══ Exercise material

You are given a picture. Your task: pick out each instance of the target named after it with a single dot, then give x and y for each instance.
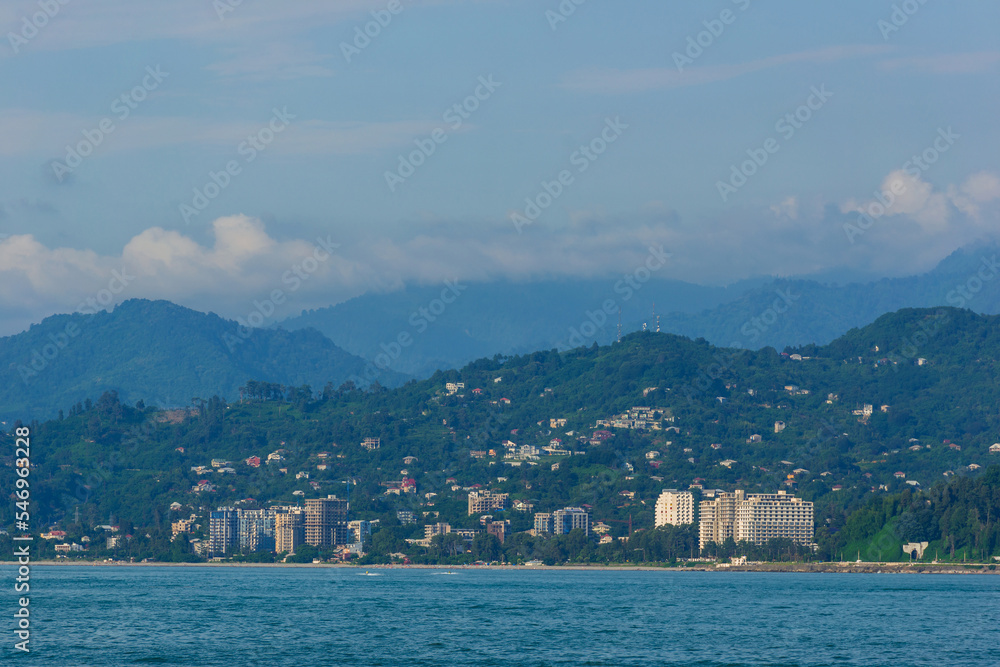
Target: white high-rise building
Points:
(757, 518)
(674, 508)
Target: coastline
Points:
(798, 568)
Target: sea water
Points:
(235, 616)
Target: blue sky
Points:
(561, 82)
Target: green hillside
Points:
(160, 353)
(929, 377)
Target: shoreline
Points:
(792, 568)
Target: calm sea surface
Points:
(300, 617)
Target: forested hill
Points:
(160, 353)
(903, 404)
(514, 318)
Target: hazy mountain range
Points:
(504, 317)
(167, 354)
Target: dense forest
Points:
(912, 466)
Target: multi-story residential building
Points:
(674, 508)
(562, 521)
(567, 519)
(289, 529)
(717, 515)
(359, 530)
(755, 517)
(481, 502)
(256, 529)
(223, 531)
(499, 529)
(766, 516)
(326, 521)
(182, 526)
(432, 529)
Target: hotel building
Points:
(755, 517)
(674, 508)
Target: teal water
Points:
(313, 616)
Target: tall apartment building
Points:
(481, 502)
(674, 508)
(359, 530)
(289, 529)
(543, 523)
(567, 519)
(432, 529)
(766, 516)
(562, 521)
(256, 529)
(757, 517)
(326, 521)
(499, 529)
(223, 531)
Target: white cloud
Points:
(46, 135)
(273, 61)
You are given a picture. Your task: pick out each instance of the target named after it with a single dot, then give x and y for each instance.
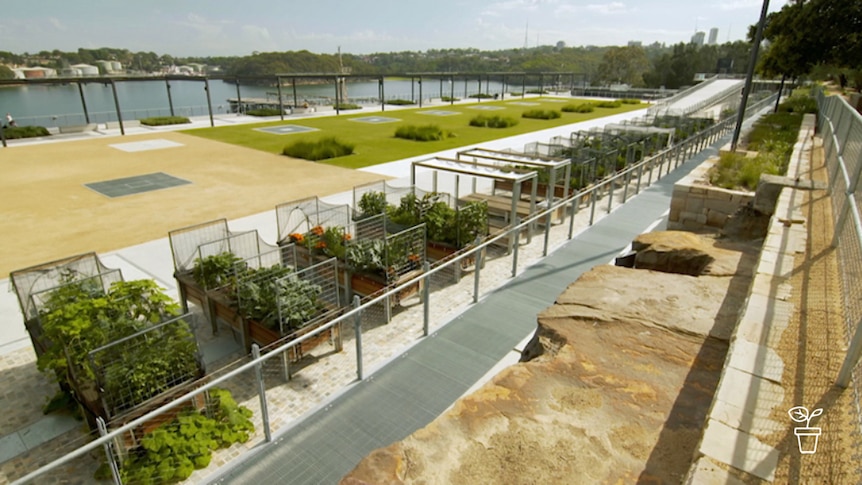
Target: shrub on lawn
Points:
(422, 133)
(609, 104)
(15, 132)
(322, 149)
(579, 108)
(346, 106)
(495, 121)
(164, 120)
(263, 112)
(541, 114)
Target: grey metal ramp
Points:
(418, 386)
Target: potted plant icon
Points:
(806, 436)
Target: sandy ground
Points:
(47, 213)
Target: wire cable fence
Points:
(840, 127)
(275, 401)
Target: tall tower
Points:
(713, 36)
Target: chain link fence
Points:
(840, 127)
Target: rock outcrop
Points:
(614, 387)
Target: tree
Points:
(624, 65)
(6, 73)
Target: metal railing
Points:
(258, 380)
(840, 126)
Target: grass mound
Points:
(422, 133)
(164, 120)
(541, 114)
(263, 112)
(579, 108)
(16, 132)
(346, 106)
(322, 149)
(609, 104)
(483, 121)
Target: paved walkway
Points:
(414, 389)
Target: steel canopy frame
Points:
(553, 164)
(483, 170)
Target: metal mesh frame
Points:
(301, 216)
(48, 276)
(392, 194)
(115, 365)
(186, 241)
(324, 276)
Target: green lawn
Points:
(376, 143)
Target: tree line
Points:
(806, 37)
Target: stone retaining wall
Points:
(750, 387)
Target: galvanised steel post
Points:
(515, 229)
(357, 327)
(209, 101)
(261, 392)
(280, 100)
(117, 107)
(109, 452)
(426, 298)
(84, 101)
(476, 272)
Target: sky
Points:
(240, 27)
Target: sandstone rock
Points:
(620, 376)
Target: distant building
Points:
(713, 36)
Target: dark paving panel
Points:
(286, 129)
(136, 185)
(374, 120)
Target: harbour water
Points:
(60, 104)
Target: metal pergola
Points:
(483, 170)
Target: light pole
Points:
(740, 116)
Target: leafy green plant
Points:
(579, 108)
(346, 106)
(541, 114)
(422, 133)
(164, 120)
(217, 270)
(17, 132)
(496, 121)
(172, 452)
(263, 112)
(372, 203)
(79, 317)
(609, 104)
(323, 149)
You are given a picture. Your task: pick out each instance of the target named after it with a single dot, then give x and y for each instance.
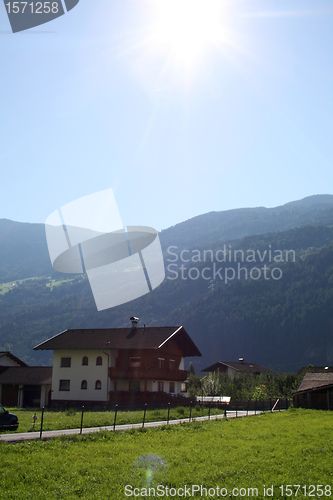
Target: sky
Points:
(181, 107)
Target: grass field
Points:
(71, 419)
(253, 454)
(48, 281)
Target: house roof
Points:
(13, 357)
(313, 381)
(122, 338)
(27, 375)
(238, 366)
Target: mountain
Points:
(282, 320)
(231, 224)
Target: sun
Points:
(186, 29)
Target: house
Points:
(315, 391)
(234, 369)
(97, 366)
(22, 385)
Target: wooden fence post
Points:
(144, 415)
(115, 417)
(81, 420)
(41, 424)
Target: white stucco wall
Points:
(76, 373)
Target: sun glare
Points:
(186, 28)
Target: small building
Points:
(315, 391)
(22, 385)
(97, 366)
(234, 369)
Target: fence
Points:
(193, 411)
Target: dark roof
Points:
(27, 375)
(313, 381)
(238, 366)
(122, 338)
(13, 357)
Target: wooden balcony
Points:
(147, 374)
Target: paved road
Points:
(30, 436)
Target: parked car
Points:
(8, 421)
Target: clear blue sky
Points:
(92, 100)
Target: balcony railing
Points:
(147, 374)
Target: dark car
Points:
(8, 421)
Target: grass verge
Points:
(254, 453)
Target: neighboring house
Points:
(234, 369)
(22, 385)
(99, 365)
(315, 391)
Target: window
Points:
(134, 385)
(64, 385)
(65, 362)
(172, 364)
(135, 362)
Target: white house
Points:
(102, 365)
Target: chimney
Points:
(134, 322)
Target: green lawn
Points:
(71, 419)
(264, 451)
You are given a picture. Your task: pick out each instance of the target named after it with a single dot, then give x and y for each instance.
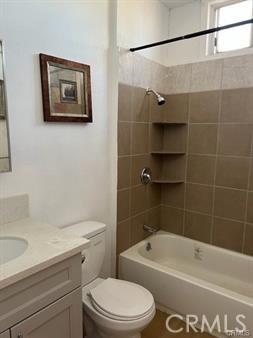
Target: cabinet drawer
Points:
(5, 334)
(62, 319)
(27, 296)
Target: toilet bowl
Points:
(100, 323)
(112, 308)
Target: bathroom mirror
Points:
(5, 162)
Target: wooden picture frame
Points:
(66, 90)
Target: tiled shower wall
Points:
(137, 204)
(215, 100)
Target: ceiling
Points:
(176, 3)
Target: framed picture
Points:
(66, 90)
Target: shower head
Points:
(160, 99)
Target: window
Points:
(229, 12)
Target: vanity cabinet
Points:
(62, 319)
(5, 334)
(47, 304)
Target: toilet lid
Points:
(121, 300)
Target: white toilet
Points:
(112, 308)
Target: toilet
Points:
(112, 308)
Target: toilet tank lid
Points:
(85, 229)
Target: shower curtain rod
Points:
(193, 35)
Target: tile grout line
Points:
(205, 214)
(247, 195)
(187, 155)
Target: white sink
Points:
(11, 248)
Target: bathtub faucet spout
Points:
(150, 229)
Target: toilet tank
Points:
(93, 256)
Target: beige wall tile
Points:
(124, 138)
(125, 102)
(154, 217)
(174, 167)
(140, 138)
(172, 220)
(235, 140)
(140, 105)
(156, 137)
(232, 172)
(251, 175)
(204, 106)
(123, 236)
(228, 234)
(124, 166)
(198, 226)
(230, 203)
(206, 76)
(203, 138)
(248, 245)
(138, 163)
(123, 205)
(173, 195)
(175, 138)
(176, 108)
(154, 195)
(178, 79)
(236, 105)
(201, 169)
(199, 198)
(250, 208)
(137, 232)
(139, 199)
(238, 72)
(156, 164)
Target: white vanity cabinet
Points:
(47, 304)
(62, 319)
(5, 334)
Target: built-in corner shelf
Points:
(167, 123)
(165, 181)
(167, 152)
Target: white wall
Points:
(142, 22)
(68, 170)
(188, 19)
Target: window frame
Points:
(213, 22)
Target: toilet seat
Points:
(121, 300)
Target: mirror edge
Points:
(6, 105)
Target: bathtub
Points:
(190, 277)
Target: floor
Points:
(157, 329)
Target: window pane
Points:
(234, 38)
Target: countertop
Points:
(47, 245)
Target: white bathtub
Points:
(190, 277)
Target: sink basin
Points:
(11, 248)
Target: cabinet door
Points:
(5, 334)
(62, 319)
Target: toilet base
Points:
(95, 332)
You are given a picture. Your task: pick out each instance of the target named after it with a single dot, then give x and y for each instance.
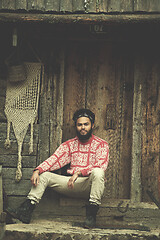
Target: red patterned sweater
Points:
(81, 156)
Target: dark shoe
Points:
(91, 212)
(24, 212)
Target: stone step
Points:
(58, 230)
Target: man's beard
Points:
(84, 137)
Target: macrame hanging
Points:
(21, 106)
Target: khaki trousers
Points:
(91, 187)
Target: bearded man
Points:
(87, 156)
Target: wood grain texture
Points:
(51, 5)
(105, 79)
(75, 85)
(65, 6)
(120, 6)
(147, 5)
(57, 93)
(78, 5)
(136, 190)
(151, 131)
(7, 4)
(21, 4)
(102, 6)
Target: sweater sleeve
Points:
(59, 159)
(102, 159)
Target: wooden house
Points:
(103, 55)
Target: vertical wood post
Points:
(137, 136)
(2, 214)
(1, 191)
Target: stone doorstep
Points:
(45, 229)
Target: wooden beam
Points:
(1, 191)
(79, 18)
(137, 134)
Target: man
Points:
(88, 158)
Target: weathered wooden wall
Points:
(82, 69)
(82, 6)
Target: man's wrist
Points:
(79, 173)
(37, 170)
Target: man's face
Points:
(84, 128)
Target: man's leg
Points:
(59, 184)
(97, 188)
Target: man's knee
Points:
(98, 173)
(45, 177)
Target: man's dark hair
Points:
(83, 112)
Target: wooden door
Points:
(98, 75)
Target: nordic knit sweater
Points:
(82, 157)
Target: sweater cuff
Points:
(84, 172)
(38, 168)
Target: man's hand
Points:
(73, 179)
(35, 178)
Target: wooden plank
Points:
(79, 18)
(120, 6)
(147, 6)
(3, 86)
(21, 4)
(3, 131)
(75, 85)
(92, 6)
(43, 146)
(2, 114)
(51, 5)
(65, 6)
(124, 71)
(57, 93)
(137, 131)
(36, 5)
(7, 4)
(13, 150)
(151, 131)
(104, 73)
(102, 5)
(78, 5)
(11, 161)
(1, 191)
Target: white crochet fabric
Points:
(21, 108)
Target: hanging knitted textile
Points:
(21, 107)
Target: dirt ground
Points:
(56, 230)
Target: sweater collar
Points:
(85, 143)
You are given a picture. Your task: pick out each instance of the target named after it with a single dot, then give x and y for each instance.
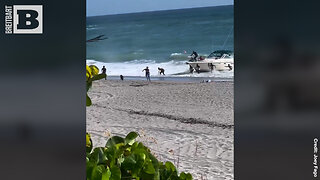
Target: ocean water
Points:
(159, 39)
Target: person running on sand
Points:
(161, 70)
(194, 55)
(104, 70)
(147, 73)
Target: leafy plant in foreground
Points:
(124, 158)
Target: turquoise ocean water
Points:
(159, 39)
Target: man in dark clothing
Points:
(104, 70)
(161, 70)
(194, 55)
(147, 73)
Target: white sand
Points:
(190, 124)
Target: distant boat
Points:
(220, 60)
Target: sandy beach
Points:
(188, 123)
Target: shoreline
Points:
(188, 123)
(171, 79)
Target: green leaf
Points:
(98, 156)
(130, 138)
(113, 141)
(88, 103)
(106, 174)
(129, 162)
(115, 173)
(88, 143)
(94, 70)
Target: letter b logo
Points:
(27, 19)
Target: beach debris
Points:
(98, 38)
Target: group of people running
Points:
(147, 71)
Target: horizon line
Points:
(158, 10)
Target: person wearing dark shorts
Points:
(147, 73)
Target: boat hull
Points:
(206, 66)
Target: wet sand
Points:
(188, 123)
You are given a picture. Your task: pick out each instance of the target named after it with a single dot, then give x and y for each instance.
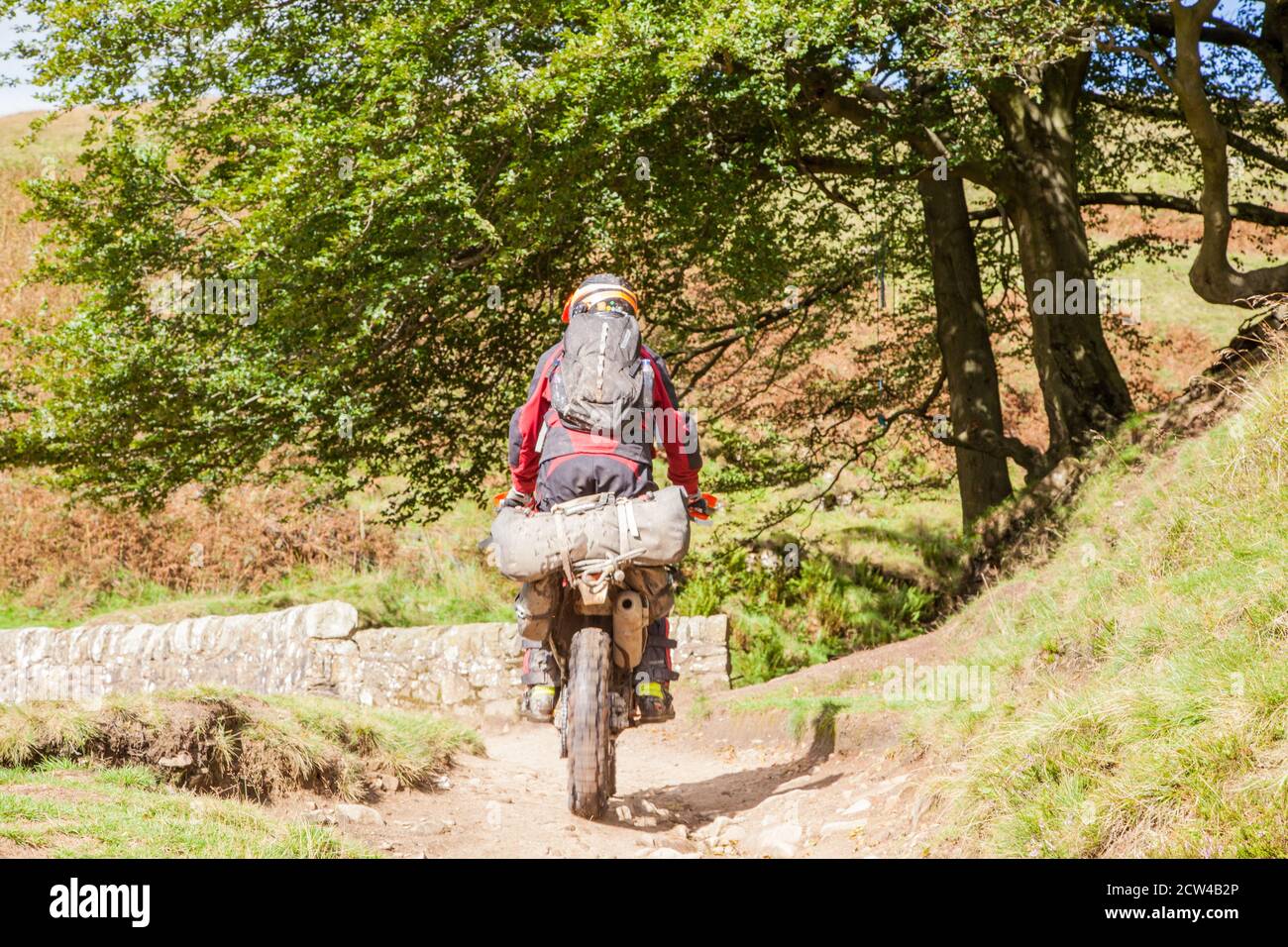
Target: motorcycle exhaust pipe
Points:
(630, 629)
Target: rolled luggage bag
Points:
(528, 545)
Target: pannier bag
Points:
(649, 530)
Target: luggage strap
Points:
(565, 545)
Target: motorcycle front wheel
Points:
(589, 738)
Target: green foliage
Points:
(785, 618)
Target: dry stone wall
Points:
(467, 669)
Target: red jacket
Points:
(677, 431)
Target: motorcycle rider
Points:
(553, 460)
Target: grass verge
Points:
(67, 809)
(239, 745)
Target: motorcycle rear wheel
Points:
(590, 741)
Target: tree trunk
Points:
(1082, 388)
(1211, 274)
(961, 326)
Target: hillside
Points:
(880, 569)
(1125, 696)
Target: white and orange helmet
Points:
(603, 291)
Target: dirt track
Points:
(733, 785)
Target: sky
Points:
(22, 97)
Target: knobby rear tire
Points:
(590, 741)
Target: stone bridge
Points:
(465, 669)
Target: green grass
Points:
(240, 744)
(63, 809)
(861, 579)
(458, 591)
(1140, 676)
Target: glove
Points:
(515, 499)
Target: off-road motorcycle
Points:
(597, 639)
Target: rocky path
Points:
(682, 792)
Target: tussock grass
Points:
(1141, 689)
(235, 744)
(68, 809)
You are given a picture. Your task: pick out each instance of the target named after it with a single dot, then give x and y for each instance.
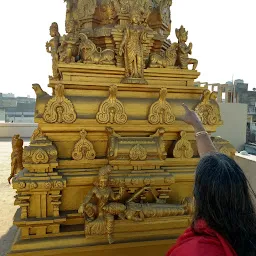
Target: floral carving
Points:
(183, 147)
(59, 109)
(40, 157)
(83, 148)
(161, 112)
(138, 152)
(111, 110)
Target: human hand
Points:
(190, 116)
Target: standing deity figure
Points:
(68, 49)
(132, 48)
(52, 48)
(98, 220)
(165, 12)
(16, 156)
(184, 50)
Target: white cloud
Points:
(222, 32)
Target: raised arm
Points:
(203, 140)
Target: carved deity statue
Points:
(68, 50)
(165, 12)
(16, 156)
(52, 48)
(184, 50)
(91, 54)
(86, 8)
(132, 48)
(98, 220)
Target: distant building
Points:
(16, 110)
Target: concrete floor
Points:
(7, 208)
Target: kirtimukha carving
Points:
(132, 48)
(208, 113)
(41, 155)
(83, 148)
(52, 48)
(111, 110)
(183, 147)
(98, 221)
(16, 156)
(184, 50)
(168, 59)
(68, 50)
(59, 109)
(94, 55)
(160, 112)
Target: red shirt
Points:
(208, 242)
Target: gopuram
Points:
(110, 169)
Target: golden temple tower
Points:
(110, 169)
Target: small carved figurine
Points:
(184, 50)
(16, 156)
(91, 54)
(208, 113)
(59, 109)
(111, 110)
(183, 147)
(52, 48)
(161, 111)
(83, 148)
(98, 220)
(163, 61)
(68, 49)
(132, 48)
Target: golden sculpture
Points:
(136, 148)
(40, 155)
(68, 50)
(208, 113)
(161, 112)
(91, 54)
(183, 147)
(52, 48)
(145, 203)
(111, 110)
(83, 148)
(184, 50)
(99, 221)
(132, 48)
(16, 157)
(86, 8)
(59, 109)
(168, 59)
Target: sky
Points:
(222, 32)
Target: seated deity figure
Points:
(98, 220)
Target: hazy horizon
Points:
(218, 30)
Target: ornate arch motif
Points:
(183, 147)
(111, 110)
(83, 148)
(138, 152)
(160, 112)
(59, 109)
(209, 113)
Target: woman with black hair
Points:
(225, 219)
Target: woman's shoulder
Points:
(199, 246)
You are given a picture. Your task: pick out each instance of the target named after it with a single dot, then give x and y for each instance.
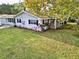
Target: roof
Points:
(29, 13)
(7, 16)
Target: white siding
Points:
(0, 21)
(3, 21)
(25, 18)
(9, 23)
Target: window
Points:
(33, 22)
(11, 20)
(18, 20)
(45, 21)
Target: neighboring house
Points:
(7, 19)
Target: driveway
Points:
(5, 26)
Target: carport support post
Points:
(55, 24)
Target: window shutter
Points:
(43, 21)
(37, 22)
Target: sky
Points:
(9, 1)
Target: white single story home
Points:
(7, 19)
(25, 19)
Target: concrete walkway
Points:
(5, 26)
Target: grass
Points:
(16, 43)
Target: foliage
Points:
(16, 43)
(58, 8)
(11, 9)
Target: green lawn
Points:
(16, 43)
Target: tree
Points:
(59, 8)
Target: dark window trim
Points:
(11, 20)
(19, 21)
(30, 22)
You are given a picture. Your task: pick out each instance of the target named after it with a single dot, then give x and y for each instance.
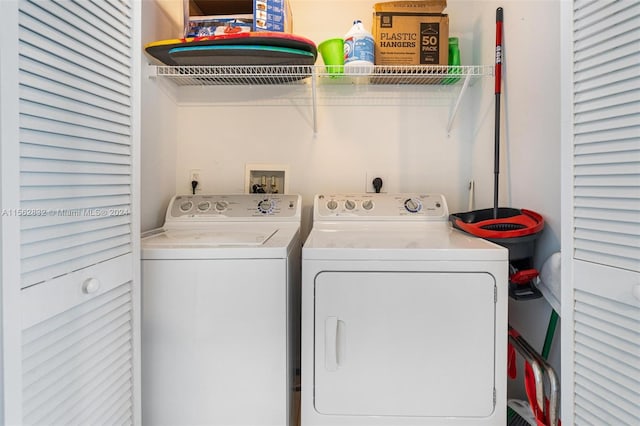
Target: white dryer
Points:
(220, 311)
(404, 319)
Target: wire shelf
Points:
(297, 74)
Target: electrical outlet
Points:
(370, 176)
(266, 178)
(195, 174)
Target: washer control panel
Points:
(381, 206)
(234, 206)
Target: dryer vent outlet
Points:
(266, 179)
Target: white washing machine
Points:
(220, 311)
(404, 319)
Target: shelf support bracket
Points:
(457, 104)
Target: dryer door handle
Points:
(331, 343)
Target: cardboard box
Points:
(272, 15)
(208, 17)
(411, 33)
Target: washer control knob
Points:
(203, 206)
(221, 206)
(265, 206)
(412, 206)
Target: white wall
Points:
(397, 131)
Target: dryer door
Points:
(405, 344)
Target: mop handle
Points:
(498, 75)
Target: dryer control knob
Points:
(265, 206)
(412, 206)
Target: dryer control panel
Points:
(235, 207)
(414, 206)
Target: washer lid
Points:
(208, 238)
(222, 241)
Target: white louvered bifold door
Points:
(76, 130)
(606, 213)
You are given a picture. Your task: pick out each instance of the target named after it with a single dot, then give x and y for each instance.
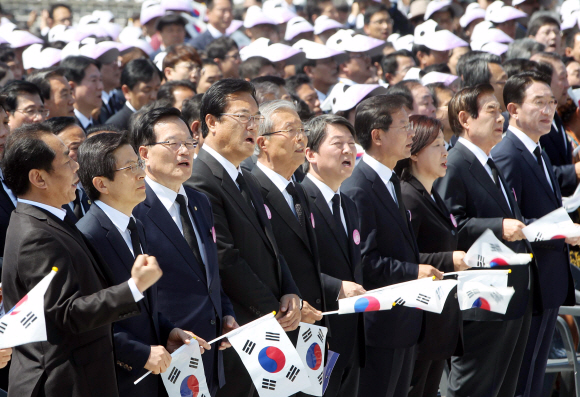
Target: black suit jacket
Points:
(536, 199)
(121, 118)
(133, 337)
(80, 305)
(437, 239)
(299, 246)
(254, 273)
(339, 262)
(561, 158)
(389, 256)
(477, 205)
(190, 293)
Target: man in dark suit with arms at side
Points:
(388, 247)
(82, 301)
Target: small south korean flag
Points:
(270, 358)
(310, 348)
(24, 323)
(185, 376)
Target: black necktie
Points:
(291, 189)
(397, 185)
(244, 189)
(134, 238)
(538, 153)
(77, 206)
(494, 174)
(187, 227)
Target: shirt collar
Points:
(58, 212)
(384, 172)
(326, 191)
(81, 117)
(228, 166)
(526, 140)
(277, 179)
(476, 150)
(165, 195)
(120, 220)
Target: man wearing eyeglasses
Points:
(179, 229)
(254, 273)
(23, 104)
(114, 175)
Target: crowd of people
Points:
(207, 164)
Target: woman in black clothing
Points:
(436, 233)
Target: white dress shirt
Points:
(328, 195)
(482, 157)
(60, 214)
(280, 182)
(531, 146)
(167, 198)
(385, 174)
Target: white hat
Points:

════

_What to produce:_ Above are the entries; copy every line among them that contains the word "tree".

_Written reply:_
Target: tree
Target: tree line
Target: tree trunk
Target: tree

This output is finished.